TRAVAIL À FAIRE:
a) Indiquez, d'après le texte fourni, le nombre de voix pour et de voix contre recueillies par le projet de loi au Sénat.
b) Résumez le texte fourni en deux phrases.
c) Expliquez en une ou deux phrases dans quel but le Sénat a ajouté des amendements au projet de loi, selon le texte fourni.

TEXTE FOURNI:
================
Le projet de loi d'orientation agricole adopté par le Sénat, avant une Commission mixte paritaire

Le texte reconnait le caractère « d'intérêt général majeur » de l'agriculture, acte la création du guichet unique « France Installation Transmission », instaure un diagnostic modulaire des exploitations, dépénalise certaines infractions environnementales non intentionnelles et établit une cartographie des règlementations applicables aux haies. Furibondes, les ONG attendent des correctifs de la Commission mixte paritaire, convoquée dans la foulée du vote.

Après l’interruption du parcours législatif engendrée par la dissolution de l’Assemblée nationale, le Sénat a adopté mardi le Projet de loi d’orientation pour la souveraineté agricole et le renouvellement des générations en agriculture, par 218 voix pour et 107 voix contre. Au cours de l'examen, le Sénat a enrichi le texte de 133 amendements en commission, puis de 194 amendements en séance, visant notamment à clarifier les priorités de la politique en faveur de la souveraineté alimentaire et à renforcer la portée normative de la notion, pour consacrer « l'intérêt majeur » s'attachant à l'agriculture et poser un principe de « non-régression de la souveraineté alimentaire de la Nation ». Le texte entend par ailleurs rééquilibrer les décisions publiques, en lien avec la proposition de loi destinée à « lever les contraintes à l’exercice du métier d’agriculteur », adoptée par ce même Sénat le 27 janvier dernier.

Guichet unique et diagnostic modulaire

Les sénateurs ont rebaptisé « France Installation Transmission » le guichet unique « France Service Installation », figurant à l’origine dans le projet de loi adopté par les députés en mai 2024. Le FIT sacralise le rôle des Chambres d’agriculture et instaure un « point de contact », une forme allégée du guichet, dédié aux conjoints des candidats à l’installation et à l’ensemble des actifs agricoles (salariés, techniciens). Le guichet unique a vocation à créer les conditions d'installations « viables dans le temps » avec au service de cet objectif la réalisation d’un « diagnostic de viabilité économique et de vivabilité des projets agricoles », proposé gratuitement à des périodes clés et dès lors que la déclaration d’intention de cesser l’activité agricole a été notifiée.
================
LES DONNÉES:
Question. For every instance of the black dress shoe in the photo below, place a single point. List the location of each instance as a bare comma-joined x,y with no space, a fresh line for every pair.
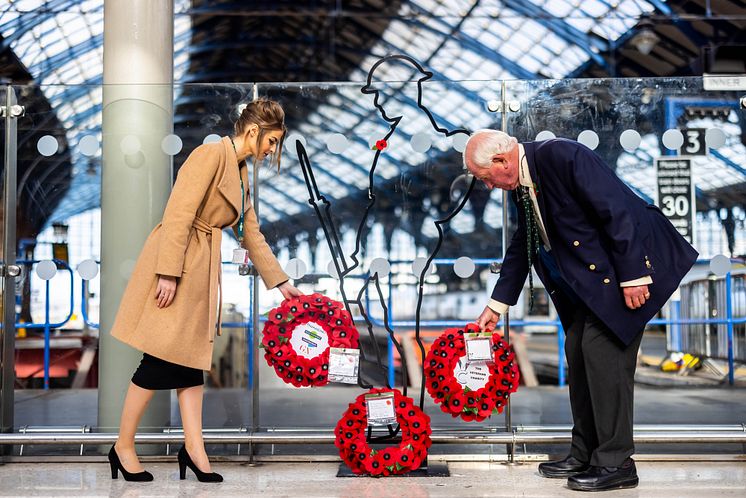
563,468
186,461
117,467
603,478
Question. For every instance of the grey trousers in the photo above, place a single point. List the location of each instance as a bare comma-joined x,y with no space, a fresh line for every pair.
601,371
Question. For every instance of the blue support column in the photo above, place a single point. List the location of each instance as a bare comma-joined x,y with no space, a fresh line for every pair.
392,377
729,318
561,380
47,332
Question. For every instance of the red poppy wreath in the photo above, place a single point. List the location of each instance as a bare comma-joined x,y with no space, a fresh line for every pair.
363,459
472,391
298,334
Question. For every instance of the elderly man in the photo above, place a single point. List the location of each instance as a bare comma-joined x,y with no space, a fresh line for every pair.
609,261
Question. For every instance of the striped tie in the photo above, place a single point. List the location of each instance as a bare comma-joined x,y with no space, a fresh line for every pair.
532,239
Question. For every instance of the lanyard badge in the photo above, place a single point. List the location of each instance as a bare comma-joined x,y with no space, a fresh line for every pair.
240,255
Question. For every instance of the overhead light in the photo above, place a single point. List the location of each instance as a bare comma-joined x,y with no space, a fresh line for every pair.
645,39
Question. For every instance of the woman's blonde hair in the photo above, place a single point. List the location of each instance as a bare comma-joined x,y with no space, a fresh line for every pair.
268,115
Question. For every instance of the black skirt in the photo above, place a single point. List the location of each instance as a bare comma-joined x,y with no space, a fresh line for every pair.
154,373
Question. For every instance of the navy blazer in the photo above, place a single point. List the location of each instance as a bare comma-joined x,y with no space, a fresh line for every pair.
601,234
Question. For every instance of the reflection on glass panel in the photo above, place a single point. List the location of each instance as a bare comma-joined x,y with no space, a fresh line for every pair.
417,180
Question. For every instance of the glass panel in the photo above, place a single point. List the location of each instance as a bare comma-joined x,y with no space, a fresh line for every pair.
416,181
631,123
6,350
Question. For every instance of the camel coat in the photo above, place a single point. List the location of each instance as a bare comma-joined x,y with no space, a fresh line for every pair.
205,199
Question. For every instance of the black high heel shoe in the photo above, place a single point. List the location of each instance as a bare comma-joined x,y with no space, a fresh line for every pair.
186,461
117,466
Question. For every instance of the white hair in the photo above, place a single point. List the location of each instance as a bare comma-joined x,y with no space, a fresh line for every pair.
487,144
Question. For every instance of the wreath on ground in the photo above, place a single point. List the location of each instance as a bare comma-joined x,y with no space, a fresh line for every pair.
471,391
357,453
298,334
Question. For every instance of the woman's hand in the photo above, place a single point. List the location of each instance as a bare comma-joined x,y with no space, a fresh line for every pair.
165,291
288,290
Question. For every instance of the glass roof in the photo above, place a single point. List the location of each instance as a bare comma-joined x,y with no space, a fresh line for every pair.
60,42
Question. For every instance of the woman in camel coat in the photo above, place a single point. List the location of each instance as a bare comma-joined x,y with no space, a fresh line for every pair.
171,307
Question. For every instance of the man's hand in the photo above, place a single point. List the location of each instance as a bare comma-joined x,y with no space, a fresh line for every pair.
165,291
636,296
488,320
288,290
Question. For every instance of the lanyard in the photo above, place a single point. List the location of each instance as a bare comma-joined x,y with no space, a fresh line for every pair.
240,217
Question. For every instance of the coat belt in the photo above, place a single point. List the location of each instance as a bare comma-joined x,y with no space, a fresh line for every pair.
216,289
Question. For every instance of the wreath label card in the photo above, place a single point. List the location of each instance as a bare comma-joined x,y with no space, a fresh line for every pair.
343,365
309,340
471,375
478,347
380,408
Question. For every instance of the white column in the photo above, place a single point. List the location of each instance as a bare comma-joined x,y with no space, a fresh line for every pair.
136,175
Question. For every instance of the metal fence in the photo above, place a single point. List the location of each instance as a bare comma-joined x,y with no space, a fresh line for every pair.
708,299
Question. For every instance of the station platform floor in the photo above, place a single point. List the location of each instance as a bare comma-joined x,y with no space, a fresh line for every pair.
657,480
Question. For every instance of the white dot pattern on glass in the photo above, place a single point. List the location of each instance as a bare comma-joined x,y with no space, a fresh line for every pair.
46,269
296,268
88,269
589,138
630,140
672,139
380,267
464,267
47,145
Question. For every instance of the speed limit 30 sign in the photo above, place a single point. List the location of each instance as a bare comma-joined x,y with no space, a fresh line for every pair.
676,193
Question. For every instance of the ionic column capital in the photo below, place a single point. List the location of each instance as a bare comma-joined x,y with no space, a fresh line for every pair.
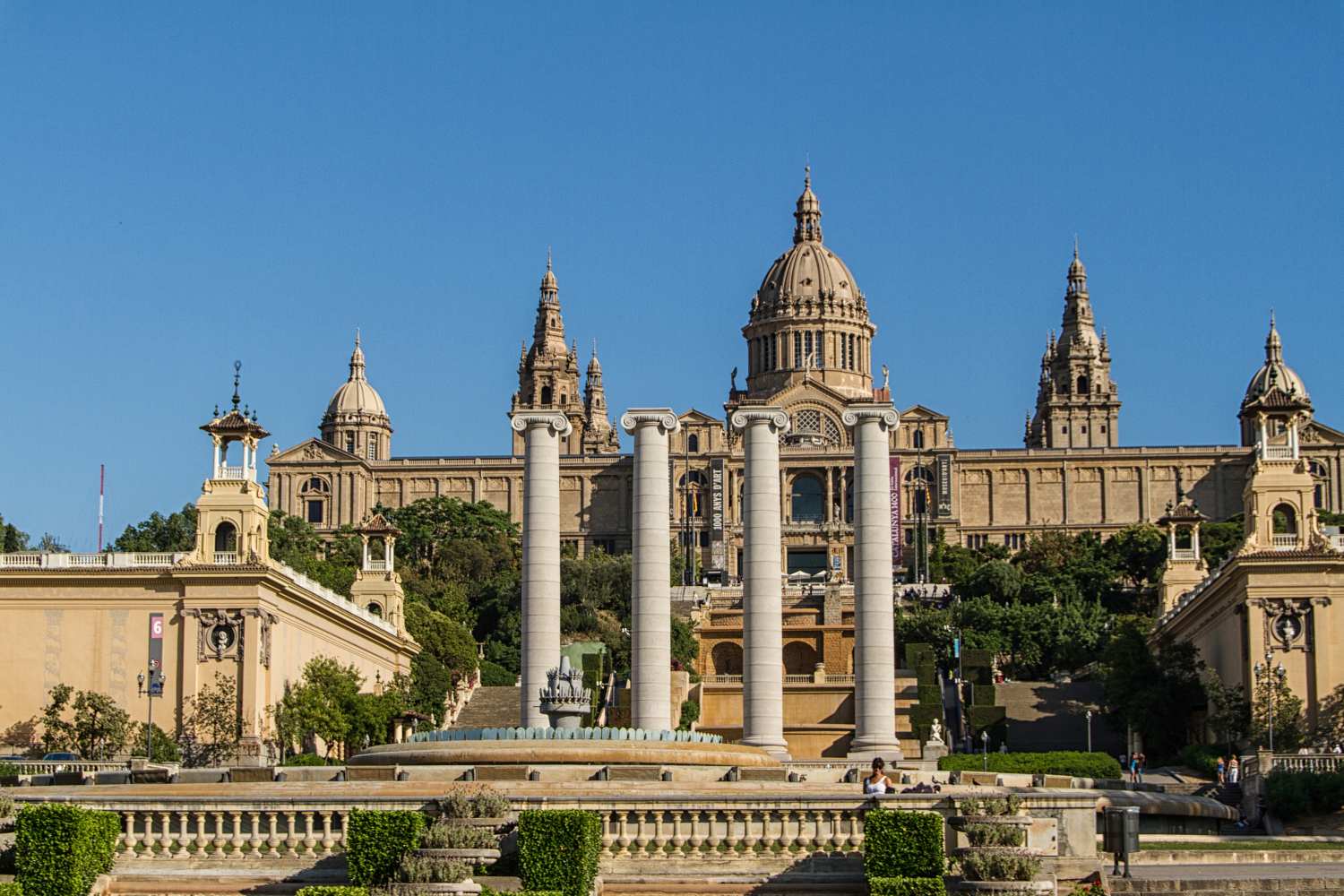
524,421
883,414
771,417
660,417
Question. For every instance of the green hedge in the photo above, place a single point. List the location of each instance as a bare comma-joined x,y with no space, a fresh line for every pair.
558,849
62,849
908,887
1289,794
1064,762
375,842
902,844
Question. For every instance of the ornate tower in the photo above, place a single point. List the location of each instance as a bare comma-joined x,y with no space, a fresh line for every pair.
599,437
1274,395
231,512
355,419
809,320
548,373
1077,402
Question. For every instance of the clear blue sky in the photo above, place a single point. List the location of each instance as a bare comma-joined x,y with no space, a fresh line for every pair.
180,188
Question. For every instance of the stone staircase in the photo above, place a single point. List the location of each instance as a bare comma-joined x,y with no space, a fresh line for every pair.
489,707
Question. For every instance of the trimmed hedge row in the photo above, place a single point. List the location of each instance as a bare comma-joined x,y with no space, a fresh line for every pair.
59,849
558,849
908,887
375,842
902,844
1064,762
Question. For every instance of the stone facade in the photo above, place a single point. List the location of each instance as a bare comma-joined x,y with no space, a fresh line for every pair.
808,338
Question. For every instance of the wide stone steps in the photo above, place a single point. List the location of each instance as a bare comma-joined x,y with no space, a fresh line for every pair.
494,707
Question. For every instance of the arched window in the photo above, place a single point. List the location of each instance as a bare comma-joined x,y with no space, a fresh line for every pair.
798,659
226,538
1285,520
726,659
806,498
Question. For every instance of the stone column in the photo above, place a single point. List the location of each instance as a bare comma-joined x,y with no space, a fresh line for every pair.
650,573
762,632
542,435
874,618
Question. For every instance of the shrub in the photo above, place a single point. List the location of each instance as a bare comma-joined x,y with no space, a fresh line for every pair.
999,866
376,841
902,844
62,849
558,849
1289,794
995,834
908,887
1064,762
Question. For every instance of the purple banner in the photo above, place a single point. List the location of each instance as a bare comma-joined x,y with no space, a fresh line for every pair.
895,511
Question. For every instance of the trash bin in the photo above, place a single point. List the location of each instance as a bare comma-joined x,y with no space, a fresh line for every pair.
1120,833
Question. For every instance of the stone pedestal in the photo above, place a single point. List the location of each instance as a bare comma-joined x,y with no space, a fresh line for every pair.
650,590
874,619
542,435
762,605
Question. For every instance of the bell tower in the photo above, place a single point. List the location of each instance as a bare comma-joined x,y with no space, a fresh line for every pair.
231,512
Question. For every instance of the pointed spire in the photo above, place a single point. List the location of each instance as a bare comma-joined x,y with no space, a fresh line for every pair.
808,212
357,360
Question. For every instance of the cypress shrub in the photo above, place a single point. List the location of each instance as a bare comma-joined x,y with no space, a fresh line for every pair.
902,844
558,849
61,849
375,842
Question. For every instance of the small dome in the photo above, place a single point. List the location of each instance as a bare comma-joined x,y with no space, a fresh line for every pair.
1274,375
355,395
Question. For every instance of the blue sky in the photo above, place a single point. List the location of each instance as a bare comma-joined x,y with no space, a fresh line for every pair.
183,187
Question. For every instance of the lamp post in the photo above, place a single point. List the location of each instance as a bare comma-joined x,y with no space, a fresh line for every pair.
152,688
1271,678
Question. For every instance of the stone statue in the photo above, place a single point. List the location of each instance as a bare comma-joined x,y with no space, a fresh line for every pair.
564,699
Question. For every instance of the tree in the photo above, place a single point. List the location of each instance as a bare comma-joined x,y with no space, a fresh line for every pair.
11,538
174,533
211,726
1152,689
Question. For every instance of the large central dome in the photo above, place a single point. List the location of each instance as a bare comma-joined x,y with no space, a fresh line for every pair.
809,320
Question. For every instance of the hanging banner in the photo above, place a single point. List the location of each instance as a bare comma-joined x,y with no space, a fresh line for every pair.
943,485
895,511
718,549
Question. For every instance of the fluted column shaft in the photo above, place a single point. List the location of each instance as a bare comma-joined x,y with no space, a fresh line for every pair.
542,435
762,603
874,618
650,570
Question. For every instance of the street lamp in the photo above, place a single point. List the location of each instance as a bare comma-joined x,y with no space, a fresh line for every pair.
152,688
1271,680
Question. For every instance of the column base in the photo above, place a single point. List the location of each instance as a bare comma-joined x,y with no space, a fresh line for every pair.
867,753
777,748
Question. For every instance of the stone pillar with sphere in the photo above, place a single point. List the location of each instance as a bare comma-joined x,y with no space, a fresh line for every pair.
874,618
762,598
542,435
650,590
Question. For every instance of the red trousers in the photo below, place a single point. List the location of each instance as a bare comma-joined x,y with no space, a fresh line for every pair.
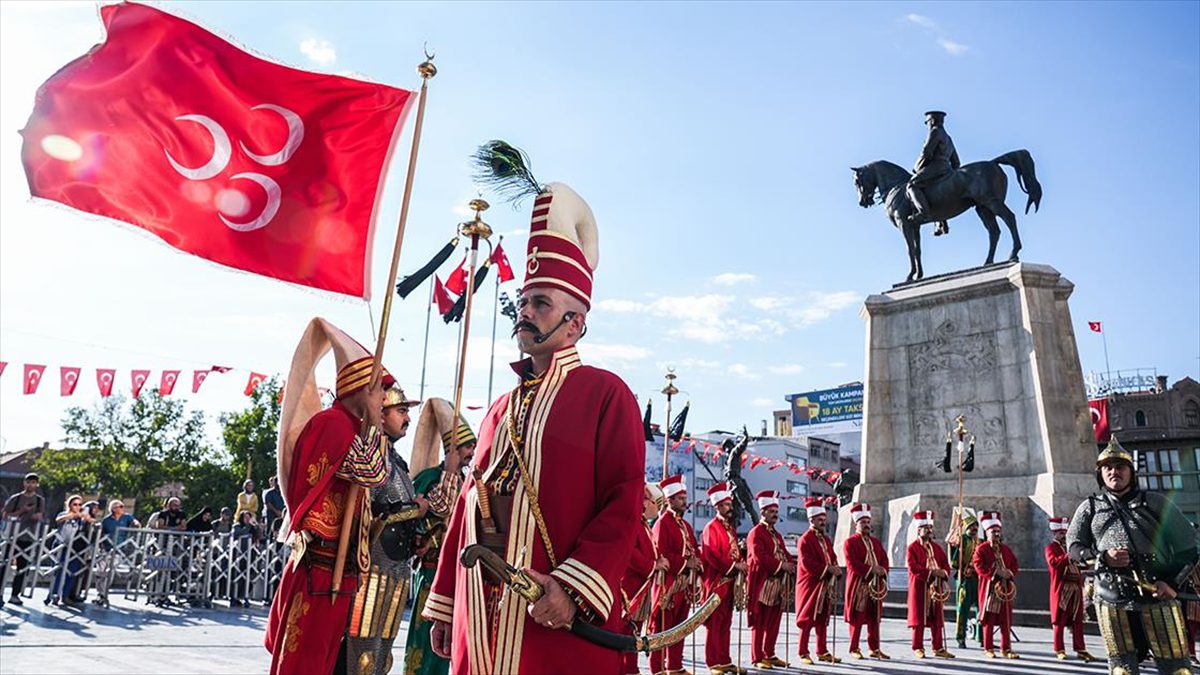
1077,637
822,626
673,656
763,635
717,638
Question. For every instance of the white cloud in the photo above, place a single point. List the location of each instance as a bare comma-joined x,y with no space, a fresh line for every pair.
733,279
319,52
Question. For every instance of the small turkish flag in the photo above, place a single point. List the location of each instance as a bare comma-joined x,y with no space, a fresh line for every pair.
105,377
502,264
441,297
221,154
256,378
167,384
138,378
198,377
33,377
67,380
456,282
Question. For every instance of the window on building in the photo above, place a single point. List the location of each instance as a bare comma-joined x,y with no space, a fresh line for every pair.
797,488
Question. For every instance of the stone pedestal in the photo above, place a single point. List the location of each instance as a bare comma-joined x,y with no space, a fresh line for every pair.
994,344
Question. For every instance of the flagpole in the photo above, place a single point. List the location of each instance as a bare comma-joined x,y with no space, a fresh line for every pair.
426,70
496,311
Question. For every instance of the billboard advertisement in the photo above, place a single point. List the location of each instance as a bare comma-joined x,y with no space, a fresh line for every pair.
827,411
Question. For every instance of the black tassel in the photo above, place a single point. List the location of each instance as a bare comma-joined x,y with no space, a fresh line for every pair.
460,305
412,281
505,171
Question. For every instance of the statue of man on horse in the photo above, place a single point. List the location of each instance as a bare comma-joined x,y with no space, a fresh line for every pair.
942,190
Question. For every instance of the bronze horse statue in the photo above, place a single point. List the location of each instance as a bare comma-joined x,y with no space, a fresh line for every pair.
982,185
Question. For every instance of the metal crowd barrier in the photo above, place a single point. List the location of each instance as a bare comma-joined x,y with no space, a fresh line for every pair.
================
LISTE DES RÉPONSES:
a) 218 voix pour et 107 voix contre.

b) Le Sénat a adopté par 218 voix contre 107 le projet de loi d'orientation agricole, qu'il a enrichi d'amendements consacrant « l'intérêt majeur » de l'agriculture et un principe de « non-régression de la souveraineté alimentaire de la Nation ». Le texte crée notamment le guichet unique « France Installation Transmission », qui donne un rôle central aux Chambres d'agriculture et propose gratuitement un diagnostic de viabilité économique et de vivabilité des projets agricoles.

c) Ces amendements visaient notamment à clarifier les priorités de la politique en faveur de la souveraineté alimentaire et à renforcer la portée normative de cette notion. Ils devaient ainsi consacrer « l'intérêt majeur » de l'agriculture et poser un principe de « non-régression de la souveraineté alimentaire de la Nation ».